Count the lines in the items below that contain the string "trousers", and reply with the number alone.

***** SUPPLIED DATA

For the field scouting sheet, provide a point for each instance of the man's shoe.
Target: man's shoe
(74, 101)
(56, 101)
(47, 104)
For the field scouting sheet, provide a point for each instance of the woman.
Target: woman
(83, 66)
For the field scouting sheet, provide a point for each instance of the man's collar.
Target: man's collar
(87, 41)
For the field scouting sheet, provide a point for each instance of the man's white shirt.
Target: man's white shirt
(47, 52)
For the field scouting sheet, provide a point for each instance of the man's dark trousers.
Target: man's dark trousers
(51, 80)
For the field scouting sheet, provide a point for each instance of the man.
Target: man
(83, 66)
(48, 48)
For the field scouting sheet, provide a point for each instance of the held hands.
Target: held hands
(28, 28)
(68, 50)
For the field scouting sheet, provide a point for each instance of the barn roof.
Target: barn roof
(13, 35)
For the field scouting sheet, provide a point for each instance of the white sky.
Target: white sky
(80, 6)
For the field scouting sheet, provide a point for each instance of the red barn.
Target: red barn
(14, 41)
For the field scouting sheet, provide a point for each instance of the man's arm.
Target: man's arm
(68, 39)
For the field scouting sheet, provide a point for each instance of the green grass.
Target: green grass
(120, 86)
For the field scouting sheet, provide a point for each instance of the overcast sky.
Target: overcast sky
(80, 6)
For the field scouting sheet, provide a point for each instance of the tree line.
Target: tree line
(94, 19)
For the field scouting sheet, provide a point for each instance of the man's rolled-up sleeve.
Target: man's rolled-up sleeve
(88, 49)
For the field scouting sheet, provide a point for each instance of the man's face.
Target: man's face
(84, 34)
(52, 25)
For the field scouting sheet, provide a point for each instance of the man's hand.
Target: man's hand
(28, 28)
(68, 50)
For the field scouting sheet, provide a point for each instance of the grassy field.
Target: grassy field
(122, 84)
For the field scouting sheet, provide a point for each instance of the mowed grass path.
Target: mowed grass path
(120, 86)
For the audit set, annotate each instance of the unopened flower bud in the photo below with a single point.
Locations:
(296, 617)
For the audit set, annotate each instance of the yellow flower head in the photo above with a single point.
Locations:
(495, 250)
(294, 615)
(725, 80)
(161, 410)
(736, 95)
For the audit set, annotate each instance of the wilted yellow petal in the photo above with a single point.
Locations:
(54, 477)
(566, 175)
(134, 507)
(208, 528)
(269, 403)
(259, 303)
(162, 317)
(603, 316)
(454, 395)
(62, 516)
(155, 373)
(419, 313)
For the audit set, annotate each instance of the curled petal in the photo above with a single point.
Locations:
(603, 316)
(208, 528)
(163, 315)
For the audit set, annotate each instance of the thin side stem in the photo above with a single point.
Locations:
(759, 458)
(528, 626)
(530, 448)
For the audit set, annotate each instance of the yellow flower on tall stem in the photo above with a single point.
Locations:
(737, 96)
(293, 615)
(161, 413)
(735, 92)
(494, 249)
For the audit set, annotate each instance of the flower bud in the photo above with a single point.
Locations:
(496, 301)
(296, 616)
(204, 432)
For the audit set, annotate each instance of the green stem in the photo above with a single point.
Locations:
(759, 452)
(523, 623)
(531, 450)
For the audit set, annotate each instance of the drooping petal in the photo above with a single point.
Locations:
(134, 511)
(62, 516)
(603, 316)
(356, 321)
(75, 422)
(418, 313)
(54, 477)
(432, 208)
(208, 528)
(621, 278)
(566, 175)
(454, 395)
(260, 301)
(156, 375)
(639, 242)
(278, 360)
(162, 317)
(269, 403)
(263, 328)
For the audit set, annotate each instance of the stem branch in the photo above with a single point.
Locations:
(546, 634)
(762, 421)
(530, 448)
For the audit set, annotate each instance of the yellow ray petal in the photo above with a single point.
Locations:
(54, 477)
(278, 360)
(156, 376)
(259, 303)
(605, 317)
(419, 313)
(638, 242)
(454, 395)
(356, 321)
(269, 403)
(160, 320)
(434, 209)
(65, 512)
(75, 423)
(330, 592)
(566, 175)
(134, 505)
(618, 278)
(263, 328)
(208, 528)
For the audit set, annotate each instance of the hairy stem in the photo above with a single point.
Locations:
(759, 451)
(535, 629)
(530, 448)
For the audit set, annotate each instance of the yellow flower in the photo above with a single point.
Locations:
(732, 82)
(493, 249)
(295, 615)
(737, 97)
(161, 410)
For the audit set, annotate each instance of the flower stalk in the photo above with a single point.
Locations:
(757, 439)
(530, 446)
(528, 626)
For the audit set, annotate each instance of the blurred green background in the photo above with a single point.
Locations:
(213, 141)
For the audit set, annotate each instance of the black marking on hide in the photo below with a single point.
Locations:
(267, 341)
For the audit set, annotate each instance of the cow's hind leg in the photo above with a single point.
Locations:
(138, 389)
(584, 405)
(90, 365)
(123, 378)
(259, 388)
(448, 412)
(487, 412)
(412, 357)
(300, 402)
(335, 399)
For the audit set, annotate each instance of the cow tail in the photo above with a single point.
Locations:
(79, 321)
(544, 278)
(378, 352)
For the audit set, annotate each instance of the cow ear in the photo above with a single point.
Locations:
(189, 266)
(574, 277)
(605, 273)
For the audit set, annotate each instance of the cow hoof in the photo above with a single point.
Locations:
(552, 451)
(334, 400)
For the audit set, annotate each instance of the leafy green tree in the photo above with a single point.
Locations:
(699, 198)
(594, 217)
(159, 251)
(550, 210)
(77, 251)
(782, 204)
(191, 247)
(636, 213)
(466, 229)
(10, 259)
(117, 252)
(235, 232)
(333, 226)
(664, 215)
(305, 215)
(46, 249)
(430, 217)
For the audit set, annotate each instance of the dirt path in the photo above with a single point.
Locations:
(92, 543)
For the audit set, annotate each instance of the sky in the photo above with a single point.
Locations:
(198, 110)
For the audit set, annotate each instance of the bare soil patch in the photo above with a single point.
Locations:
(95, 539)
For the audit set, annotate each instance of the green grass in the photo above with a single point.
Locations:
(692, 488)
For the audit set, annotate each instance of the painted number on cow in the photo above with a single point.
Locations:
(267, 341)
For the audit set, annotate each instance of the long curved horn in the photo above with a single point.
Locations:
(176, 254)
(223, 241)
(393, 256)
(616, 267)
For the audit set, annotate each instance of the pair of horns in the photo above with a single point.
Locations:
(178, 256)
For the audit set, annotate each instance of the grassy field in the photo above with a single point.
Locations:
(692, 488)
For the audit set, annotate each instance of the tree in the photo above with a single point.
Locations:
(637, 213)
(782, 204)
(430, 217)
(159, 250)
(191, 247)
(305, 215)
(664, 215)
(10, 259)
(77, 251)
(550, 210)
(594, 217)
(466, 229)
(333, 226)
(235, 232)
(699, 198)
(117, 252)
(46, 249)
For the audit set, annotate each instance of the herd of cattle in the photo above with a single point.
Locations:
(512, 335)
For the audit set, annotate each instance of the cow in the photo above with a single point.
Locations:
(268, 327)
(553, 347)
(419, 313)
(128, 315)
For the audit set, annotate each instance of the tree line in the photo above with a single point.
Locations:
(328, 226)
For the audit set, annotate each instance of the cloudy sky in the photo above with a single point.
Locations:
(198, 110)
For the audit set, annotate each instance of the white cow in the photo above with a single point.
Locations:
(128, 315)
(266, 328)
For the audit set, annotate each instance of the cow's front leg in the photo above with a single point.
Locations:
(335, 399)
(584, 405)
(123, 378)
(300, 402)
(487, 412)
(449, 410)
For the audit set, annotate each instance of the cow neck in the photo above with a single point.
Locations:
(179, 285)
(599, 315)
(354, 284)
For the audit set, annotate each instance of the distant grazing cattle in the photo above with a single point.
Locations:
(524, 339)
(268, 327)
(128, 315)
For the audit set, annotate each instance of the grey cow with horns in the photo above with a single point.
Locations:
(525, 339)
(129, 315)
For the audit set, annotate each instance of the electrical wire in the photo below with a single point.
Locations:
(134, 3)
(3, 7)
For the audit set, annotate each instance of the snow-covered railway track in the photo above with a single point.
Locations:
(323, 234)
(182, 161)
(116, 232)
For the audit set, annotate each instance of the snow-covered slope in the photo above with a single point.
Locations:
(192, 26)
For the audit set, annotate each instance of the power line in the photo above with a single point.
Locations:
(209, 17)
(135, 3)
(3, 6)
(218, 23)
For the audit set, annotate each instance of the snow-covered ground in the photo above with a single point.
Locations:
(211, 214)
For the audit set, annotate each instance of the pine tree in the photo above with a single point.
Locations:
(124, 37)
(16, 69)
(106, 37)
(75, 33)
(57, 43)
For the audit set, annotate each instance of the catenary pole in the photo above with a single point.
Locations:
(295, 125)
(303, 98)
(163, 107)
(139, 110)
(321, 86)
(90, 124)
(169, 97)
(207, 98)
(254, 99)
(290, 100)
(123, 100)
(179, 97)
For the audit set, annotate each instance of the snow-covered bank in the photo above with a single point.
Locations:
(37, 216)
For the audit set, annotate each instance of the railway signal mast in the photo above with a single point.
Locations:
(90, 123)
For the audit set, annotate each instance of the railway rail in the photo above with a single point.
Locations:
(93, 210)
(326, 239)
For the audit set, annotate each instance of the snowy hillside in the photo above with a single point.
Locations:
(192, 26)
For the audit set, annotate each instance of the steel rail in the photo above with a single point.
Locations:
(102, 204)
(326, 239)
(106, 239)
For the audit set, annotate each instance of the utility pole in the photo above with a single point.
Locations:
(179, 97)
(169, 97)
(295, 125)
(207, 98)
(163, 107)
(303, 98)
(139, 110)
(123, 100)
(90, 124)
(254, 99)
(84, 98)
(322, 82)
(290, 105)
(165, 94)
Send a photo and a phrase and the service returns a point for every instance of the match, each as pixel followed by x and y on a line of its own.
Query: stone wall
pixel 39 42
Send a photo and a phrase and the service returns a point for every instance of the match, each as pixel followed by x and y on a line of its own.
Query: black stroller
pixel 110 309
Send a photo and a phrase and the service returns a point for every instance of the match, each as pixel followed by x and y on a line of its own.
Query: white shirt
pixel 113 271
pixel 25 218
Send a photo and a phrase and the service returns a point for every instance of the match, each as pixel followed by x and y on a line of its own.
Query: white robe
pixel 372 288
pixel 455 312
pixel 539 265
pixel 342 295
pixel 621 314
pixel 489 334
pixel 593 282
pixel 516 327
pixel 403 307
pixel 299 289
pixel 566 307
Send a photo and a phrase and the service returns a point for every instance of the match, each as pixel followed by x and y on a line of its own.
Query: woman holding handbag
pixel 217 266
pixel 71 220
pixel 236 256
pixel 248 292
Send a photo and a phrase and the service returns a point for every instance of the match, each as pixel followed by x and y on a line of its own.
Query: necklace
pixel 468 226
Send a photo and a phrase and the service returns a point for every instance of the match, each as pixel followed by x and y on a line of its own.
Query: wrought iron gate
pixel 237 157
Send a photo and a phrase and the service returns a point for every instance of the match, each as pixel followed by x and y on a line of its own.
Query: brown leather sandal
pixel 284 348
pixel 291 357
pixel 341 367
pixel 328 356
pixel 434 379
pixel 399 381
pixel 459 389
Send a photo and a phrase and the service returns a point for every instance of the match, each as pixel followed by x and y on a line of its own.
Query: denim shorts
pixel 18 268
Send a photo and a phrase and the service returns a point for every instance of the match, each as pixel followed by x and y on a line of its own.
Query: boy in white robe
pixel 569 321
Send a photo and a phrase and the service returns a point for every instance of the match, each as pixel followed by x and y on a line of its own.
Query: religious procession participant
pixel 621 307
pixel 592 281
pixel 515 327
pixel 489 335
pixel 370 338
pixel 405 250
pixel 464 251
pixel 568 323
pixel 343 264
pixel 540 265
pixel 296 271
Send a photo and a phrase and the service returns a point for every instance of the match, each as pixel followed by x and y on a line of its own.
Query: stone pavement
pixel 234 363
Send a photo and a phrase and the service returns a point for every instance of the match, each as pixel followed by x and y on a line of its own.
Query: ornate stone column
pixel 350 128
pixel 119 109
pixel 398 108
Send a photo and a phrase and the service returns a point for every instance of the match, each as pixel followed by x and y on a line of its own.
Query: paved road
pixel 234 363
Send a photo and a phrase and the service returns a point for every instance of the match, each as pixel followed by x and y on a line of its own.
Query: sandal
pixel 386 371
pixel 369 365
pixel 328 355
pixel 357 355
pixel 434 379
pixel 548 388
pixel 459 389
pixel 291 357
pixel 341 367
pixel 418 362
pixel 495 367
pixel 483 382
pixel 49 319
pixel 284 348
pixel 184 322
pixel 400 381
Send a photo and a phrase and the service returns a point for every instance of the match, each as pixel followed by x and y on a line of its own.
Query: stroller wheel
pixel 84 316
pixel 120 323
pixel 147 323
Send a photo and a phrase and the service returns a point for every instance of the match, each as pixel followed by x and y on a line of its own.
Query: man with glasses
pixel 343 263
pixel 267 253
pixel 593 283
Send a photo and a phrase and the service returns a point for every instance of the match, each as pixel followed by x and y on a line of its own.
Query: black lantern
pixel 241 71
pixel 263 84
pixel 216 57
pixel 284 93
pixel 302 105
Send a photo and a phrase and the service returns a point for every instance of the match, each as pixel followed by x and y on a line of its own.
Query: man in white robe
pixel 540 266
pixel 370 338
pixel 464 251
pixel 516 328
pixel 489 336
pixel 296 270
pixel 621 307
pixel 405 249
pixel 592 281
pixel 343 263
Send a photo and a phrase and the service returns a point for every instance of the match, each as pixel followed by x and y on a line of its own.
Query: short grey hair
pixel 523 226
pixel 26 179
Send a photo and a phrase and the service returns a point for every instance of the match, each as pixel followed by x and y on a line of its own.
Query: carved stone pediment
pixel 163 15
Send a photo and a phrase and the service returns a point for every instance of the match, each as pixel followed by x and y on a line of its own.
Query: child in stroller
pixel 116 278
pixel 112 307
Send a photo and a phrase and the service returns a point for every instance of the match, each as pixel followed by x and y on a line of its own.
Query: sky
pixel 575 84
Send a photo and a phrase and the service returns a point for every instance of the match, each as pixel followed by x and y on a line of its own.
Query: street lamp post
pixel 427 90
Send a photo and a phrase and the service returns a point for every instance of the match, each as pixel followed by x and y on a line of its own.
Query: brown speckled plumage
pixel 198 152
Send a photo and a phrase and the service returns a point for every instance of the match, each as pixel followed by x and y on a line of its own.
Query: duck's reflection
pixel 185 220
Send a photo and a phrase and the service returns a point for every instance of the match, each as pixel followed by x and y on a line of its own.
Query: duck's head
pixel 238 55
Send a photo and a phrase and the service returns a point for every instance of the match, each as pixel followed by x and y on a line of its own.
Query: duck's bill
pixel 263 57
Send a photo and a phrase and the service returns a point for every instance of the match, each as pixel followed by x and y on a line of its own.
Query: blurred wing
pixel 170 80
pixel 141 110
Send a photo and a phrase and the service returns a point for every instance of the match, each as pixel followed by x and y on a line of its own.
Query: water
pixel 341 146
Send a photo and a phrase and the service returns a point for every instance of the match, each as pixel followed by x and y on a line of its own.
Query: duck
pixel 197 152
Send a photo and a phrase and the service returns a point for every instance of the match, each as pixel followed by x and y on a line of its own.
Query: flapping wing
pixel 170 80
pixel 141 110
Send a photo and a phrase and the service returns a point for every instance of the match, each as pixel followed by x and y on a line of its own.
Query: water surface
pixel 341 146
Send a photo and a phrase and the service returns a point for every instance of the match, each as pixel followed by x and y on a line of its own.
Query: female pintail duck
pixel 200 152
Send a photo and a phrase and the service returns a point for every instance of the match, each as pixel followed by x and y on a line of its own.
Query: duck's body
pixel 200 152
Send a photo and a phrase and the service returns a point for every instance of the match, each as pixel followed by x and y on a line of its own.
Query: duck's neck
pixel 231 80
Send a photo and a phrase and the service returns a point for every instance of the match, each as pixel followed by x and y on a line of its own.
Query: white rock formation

**********

• WRITTEN ANSWER: 2